-- begin --
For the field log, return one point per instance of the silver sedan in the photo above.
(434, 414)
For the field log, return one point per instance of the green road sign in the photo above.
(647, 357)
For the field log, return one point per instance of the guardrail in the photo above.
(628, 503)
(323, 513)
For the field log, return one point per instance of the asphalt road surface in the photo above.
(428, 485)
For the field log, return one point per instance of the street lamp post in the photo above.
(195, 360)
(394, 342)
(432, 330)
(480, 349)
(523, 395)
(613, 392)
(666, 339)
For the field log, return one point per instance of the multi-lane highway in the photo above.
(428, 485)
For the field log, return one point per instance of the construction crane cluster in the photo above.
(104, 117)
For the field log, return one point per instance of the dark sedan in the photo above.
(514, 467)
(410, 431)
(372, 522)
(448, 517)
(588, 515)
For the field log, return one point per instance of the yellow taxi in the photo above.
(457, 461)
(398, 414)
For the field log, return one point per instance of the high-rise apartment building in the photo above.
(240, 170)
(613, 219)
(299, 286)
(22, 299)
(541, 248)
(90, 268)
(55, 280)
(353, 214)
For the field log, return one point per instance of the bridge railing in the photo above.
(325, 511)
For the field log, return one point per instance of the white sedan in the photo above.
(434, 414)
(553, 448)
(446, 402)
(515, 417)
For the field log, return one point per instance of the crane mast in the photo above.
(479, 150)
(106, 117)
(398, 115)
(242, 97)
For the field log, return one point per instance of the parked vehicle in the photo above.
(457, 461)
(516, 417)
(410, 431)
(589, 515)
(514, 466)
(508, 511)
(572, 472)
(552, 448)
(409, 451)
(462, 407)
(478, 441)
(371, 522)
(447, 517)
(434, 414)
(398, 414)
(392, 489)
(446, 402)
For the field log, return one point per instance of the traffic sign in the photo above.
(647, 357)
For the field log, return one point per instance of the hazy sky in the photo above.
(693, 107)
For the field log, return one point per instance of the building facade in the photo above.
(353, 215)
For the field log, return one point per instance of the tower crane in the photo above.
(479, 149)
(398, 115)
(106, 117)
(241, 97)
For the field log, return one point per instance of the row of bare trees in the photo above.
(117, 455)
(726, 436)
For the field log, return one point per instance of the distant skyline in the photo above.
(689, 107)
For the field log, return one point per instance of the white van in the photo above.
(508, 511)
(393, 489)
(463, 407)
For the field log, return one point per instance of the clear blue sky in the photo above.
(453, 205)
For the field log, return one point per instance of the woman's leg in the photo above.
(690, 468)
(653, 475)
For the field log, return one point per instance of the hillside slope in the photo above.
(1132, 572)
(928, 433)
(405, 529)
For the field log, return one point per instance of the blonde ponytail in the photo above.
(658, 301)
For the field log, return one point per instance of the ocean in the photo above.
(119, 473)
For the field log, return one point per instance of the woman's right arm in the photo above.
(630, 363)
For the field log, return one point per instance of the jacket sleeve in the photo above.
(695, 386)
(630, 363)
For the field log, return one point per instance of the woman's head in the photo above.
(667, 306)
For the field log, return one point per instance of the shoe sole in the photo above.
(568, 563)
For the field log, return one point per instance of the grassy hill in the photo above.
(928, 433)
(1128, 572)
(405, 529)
-- end --
WRITTEN REQUEST:
Reproduce all of the data above with every "field log" swapped for "survey record", leaving everything else unchanged.

REPLY:
For the survey record, return one point per instance of the silver sedan in the photo above.
(434, 414)
For the survey record, return one point per instance of the green road sign in the photo above.
(647, 357)
For the survey record, return one point per instance of the guardrail in the photo above.
(628, 503)
(323, 513)
For the survey record, return one point per instance of the asphalt road surface in the photo above.
(428, 485)
For the survey record, return one point per instance of the street lamp post in the photo above.
(195, 360)
(394, 342)
(432, 330)
(480, 349)
(523, 395)
(613, 392)
(666, 339)
For the survey record, return one point per instance of the multi-lane highway in the photo above.
(428, 485)
For the survey record, return one point per instance of the construction crane cluster in the photo above.
(104, 117)
For the survey record, return one point per instance of the dark sedan in the photo above.
(514, 467)
(410, 431)
(372, 522)
(448, 517)
(588, 515)
For the survey record, return one point per instance of the yellow taxi in the photo above.
(457, 461)
(398, 414)
For the survey record, return one point per instance of the high-rise apartment building in the photo above.
(240, 170)
(613, 219)
(299, 286)
(22, 299)
(541, 248)
(90, 268)
(55, 280)
(353, 214)
For the survey record, return one point per instance of the bridge railing in the photo above.
(325, 511)
For the survey record, return one point per instance of the white sedan in the photo above.
(434, 414)
(553, 448)
(446, 402)
(515, 417)
For the survey record, return one point per instance of the crane mast in the photo above.
(479, 150)
(106, 117)
(398, 115)
(242, 97)
For the survey record, return one point per instance of the parked vehicle in the photo above.
(457, 461)
(516, 417)
(410, 431)
(589, 515)
(514, 466)
(508, 511)
(572, 472)
(552, 448)
(409, 451)
(462, 407)
(478, 441)
(371, 522)
(447, 517)
(434, 414)
(398, 414)
(392, 489)
(446, 402)
For the survey record, return one point per instance of the traffic sign in the photo above.
(647, 357)
For the survey record, return one point per instance of the hazy sky in the photo above.
(693, 107)
For the survey record, return one point per instance of the building facade in the photo above.
(353, 215)
For the survey record, return one point per instance of the tower crane in the photo above.
(479, 149)
(398, 115)
(106, 117)
(241, 97)
For the survey record, return one point per instance of the row of bare trees in the photo above.
(117, 455)
(726, 436)
For the survey record, return one point per instance of the distant skyline in the photo above.
(689, 107)
For the survey record, return one point per instance of the white van in the photo above.
(508, 511)
(393, 489)
(463, 407)
For the survey record, return one point per instance of the clear blue sky in the photo above.
(453, 205)
For the survey record, return one point per instance of the woman's leg in the photo above.
(690, 468)
(653, 475)
For the survey record, return one point per instance of the hillside slope in the photo above.
(1132, 572)
(928, 433)
(405, 529)
For the survey record, return one point per instance of the blonde ponytail in the photo above.
(658, 301)
For the survey record, return one point per instance of the ocean in the photo above.
(119, 473)
For the survey record, return one point per instance of the woman's right arm in the photo above.
(630, 363)
For the survey record, return one point per instance of the jacket sleeve in the photo above.
(695, 386)
(630, 363)
For the survey record, return one point per instance of the woman's head in the photo above.
(667, 306)
For the survey record, return one point per instance of the shoe sole in the photo above.
(568, 563)
For the survey record, return one point per instance of the grassy hill in the photo above.
(928, 433)
(1128, 572)
(405, 529)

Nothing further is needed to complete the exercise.